Shape boundary entries:
___
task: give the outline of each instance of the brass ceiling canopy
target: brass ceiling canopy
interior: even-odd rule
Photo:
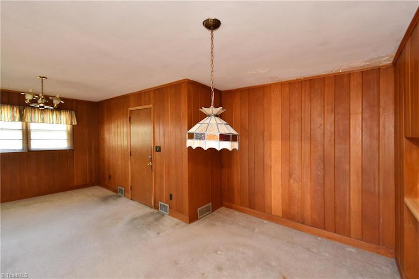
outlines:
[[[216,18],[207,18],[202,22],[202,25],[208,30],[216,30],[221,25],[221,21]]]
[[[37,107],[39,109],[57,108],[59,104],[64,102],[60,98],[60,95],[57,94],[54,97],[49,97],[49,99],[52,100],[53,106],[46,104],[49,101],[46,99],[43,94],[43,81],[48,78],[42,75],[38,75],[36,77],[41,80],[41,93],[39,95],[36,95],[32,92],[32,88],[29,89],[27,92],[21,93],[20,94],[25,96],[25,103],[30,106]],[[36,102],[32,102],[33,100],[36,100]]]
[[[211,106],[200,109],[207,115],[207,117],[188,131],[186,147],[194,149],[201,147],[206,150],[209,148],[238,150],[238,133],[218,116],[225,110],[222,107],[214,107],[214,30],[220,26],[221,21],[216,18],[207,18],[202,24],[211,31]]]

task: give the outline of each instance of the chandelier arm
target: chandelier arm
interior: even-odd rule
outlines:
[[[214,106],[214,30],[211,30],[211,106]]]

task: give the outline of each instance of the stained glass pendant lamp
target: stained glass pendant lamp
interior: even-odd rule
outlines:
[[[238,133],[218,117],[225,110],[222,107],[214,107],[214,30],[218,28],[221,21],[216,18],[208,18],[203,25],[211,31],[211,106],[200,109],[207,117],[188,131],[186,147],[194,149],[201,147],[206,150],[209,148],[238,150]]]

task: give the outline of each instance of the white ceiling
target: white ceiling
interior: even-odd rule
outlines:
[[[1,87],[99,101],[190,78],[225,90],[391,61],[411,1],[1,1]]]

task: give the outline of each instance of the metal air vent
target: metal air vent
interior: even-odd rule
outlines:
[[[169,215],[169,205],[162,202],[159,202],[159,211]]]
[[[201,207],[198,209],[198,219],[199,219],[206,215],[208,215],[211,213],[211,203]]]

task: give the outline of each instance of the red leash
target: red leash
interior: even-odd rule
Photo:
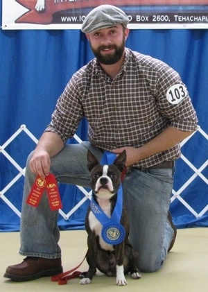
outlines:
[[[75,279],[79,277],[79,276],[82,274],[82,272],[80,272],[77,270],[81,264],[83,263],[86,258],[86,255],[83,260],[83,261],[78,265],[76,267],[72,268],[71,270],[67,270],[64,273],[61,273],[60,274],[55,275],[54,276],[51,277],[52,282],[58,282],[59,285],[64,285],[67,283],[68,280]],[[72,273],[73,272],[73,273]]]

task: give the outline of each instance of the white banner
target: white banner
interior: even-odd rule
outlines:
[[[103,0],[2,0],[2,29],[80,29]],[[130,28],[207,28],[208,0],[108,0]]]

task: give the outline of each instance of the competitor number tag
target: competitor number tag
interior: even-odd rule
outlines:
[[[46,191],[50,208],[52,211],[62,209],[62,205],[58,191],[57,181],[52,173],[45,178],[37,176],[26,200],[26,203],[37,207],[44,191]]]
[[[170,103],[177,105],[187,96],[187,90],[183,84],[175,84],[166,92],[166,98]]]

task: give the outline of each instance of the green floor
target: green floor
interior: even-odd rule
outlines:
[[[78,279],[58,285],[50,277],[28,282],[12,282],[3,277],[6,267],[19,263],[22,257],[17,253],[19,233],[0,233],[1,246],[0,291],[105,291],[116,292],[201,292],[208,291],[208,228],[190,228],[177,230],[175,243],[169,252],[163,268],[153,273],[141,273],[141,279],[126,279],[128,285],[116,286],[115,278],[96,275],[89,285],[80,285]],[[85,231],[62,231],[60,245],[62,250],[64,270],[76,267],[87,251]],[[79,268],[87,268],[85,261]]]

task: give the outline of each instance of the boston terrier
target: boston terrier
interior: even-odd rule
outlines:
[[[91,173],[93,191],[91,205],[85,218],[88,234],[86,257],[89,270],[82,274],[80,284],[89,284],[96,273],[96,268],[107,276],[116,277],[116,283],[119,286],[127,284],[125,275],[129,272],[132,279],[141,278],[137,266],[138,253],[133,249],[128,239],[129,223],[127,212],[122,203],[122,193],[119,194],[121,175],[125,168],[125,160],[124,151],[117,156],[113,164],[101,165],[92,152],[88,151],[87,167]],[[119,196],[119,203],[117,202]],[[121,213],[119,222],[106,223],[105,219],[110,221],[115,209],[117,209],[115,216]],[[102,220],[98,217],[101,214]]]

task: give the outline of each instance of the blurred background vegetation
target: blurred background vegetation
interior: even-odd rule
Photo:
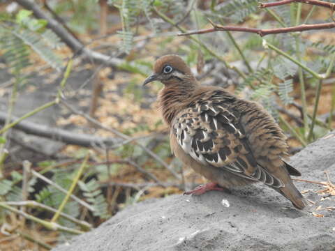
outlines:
___
What is asked: Quote the rows verbatim from their first line through the line containing "[[[214,106],[214,30],[211,30],[211,106]]]", including both ends. Leave the pictures out.

Reply:
task: give the outline of each instance of the brass ceiling canopy
target: brass ceiling canopy
interior: even-odd rule
Photo:
outlines:
[[[216,18],[207,18],[202,22],[202,25],[208,30],[216,30],[221,25],[221,21]]]
[[[37,107],[39,109],[57,108],[59,104],[64,102],[60,98],[60,95],[57,94],[54,97],[49,97],[49,99],[52,100],[53,106],[46,104],[49,101],[46,99],[43,94],[43,81],[48,78],[42,75],[38,75],[36,77],[41,80],[41,93],[39,95],[36,95],[32,92],[32,88],[29,89],[27,92],[21,93],[20,94],[25,96],[25,103],[30,106]],[[36,102],[32,102],[33,100],[36,100]]]
[[[211,106],[200,109],[207,115],[207,117],[188,131],[186,147],[194,149],[201,147],[206,150],[209,148],[238,150],[238,133],[218,116],[225,110],[222,107],[214,107],[214,30],[220,26],[221,21],[216,18],[207,18],[202,24],[211,31]]]

task: give the outline of each instance of the chandelier arm
target: chandelier arm
interior: even-odd rule
outlines:
[[[214,106],[214,30],[211,30],[211,106]]]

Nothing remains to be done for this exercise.